Can you continue the profile of deputy head Kate Bodle below, starting right after its last sentence?

Extracted text:
───

The Positive Teacher Feature: Kate Bodle•
Posted on November 13 2019
The Positive Teacher Feature: meet Kate!
We all love a truly positive professional and Oxfordshire deputy head, Kate Bodie, as a 4th generation teacher, appears - quite literally - born to teach! Let's face it, anybody with the role of 'mental health first aider' is bound to meet our seal of approval! However, even a quick look at Kate's inspirational philosophy and wealth of experience below, especially with the more vulnerable of children, indicates what a special individual she must be! The world needs more Kate Bodles! Enjoy!
Name: Kate Bodle (@mrsbteachandlearn)
I am currently Deputy Head at a small independent school in Oxfordshire having worked in the state sector previously. My role also includes being SENCO, Head of Pastoral Care and Wellbeing lead (I’m also a mental health first aider) as well as English Lead. It’s a varied role and I love it! I am also an author of a book called Developing Early Literacy Skills and I lead INSET in other schools on dyslexia friendly schools and teaching handwriting.
I work primarily with children who need extra support due to their dyslexia or other SEN needs whilst also supporting children across the school pastorally. I’m also a Year 6 form teacher which is a role I relish, watching the children take on leadership of the school and preparing for the next steps of their academic journeys. I definitely find that no day is the same which keeps me on my toes!

───

Record extracts:

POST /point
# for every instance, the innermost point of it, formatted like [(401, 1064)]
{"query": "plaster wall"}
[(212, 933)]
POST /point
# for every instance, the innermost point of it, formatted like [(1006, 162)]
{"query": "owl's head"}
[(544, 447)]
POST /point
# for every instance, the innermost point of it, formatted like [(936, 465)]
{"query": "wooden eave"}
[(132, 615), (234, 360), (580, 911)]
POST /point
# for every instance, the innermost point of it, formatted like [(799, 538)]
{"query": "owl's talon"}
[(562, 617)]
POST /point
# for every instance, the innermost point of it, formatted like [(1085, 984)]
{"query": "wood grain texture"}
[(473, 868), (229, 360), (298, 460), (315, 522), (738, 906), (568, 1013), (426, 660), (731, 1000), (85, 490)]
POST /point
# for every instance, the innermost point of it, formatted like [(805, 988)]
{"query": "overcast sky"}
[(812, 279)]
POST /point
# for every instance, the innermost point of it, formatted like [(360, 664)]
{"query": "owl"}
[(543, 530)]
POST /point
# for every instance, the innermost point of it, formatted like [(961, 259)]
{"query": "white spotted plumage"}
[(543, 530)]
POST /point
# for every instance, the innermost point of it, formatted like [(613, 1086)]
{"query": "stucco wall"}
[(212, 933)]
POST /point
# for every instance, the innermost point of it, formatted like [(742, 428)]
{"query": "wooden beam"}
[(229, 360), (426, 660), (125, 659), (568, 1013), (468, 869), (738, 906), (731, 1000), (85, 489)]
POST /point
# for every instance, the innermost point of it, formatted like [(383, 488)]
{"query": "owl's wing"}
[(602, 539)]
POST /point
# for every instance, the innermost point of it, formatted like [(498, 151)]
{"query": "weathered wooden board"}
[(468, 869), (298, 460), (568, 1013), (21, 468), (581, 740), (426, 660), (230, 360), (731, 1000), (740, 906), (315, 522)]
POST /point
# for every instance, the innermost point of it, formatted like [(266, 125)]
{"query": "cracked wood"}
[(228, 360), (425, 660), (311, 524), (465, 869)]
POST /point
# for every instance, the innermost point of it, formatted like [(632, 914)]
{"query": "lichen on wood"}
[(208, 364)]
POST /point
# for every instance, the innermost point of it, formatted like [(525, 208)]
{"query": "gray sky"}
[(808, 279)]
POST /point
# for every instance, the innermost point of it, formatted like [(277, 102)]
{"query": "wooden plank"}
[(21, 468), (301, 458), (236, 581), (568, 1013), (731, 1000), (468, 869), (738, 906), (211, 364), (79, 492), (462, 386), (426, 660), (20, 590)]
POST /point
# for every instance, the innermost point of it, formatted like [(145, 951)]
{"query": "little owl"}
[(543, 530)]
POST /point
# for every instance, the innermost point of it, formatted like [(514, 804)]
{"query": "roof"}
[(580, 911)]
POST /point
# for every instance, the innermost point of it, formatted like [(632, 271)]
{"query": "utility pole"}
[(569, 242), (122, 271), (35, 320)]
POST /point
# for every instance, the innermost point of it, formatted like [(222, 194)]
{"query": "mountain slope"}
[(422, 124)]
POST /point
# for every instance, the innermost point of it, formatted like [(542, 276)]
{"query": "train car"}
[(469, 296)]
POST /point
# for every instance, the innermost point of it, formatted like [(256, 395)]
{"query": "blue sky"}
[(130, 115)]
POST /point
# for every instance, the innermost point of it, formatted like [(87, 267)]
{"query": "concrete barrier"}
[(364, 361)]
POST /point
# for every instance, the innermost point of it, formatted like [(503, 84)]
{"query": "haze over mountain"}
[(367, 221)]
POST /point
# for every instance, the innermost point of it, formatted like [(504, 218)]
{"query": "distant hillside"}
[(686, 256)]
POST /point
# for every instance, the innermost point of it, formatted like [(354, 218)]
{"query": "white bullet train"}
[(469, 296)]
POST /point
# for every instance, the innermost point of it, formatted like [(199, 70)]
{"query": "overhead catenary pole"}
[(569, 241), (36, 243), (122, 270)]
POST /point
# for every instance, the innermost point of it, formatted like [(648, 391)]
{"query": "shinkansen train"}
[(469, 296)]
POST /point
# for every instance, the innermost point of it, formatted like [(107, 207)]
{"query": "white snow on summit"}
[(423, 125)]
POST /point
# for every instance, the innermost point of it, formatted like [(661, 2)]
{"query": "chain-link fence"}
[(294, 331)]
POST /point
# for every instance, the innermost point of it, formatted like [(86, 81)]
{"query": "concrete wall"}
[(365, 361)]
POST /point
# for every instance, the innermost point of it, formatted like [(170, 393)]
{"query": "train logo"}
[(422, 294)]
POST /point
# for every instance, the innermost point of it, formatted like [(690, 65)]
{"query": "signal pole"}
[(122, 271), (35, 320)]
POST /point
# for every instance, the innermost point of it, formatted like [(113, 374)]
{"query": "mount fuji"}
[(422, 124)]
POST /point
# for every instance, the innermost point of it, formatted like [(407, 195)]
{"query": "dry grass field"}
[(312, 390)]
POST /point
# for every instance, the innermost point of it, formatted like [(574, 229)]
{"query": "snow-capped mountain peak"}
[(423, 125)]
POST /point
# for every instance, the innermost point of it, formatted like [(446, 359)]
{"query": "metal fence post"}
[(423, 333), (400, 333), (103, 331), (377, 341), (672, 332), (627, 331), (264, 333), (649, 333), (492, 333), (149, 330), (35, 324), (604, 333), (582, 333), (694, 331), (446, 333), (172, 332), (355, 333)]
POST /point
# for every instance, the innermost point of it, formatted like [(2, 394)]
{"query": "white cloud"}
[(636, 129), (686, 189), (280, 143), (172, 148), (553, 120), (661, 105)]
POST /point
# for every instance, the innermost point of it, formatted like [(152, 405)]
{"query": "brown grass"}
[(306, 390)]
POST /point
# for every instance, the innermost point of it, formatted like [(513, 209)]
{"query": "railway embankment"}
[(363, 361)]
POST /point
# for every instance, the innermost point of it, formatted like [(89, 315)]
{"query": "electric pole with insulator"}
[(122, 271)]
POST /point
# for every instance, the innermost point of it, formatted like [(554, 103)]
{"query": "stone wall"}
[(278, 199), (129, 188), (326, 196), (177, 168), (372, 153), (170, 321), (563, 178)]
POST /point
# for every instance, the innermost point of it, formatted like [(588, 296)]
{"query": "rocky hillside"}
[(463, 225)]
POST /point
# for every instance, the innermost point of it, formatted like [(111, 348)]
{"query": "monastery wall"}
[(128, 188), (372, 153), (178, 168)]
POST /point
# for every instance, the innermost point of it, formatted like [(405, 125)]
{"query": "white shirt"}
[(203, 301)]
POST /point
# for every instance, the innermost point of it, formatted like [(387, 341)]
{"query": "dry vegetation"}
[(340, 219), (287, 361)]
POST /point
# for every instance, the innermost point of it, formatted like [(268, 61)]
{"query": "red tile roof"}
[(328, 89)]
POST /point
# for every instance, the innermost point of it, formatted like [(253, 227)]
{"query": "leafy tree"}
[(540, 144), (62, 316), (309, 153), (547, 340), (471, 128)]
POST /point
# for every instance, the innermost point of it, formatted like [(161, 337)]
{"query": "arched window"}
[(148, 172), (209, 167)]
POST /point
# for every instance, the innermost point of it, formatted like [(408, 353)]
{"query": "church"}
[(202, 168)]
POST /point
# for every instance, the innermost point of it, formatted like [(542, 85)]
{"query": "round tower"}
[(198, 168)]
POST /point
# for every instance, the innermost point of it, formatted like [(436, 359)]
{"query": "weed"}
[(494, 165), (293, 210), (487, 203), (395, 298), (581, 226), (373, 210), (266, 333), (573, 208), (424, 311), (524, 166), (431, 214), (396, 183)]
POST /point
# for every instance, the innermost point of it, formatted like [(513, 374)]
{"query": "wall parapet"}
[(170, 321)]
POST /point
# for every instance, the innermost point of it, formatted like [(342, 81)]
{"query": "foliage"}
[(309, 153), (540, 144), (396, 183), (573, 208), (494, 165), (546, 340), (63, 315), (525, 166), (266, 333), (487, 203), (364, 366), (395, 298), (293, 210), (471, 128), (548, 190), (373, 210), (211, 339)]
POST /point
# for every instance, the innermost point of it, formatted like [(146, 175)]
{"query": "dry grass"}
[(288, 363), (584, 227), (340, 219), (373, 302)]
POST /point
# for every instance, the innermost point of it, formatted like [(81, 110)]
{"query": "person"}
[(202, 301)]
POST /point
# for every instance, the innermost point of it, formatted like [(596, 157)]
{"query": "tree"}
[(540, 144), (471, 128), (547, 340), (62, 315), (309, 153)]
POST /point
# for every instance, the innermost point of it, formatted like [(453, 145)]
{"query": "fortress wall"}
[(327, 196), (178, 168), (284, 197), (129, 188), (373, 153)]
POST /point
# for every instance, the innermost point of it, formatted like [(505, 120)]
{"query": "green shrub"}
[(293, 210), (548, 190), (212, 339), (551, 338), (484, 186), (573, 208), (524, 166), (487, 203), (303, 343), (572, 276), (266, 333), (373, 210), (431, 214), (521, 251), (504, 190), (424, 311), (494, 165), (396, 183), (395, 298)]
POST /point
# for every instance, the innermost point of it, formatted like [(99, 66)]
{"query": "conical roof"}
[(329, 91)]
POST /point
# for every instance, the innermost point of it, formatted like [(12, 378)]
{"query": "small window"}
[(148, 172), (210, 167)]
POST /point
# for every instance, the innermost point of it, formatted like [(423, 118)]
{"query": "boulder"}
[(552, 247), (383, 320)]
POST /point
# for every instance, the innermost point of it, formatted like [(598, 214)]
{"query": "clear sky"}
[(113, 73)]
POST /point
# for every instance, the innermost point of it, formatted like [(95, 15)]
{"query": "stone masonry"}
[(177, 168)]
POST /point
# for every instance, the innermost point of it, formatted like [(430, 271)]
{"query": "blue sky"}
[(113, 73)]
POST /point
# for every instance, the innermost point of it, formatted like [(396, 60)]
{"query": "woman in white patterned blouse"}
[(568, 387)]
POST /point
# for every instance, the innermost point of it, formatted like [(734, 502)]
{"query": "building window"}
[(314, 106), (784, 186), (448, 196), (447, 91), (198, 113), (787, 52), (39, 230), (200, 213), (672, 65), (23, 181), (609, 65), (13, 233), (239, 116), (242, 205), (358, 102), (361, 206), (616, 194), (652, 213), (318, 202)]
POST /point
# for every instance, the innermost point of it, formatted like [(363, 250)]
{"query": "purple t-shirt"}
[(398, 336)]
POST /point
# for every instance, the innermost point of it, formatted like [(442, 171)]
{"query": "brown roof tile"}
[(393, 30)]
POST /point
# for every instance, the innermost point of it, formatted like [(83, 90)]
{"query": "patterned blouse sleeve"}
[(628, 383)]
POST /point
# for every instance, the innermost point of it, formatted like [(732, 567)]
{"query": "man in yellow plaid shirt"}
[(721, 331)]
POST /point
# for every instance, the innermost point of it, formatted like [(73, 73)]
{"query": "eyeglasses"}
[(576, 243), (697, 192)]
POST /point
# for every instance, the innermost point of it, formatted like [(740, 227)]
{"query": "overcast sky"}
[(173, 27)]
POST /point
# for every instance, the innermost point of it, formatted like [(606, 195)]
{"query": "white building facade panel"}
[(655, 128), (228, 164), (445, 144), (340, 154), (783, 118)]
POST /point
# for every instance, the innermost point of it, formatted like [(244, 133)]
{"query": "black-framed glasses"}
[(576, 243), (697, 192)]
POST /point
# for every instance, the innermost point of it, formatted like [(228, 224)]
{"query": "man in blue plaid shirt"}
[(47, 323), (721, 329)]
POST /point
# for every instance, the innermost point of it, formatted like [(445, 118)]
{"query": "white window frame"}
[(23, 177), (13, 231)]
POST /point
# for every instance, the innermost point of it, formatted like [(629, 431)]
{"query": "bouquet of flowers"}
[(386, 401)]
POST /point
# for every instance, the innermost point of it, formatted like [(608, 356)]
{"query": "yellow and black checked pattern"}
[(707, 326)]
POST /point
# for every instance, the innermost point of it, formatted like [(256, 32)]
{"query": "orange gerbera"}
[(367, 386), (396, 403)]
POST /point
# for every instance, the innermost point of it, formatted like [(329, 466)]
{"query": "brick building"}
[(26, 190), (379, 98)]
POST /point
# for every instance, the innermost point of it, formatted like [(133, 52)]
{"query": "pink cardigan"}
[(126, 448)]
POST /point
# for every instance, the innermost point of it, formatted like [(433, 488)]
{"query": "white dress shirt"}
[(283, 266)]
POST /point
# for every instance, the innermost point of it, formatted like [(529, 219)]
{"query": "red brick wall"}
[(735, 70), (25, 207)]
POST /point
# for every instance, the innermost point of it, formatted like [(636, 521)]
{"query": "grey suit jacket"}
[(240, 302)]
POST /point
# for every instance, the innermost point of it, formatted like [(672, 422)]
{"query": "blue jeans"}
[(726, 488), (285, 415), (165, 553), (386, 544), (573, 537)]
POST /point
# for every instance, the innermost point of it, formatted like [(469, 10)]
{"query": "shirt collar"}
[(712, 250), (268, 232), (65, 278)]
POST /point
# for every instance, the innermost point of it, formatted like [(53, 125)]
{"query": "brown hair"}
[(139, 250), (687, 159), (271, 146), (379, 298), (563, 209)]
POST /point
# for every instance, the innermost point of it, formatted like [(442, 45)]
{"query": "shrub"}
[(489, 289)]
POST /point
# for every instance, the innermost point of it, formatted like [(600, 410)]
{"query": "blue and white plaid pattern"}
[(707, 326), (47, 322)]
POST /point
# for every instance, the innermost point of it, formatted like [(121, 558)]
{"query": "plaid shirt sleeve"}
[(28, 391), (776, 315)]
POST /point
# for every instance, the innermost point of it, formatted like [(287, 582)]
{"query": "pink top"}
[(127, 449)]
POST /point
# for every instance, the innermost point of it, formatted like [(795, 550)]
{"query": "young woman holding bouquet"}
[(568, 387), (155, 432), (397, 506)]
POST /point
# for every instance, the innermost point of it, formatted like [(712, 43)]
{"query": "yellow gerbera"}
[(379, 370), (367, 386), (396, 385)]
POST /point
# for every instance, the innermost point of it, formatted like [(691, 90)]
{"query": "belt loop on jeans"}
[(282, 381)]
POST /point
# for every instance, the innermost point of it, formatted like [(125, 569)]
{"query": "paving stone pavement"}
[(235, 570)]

───

Task response:
Why did you get into teaching?
I am a 4th generation teacher so it was very much ‘in my genes’. I was fully aware of what the job entailed including the tough bits but I never wanted to do anything else. Apparently when I was 4 or 5 I rearranged my bedroom to look like a classroom and that was clearly it, decision made! I think I was very lucky to know what I wanted to be, I can’t imagine how hard it must be to forge your path not knowing what your end goal was.
Once I started teaching I realised I was particularly interested in why some children didn’t learn in the same way as others, the motto ‘if they don’t learn the way you teach, then teach the way they learn’ really resonated it with me and has been at the forefront of my teaching practice ever since.
What are your top tips for positivity and excitement within your role?
Keep learning – keep looking for ways to improve your practice, there is always more to find out, new techniques or resources to use. I couldn’t just churn out the same lessons year on year, I love to keep it fresh and exciting for me and by doing this I can pass on that enjoyment of learning on to my students.
I also love to learn and share with others – social media is really great for that, the teaching community is so supportive and it doesn’t matter how long you have been teaching you can always pick up some great tips. I love the debate on Twitter, the visuals of Instagram and the chat on Facebook, it has opened up a much wider CPD than when I first started teaching!
Outside of your school role it’s really important to do things you love or are good for you – for me that is spending time with family and friends, dabbling in different types of crafts and exercising. It’s the only way to keep perspective and to refresh yourself.
Looking back, what advice would you give your NQT/Trainee self?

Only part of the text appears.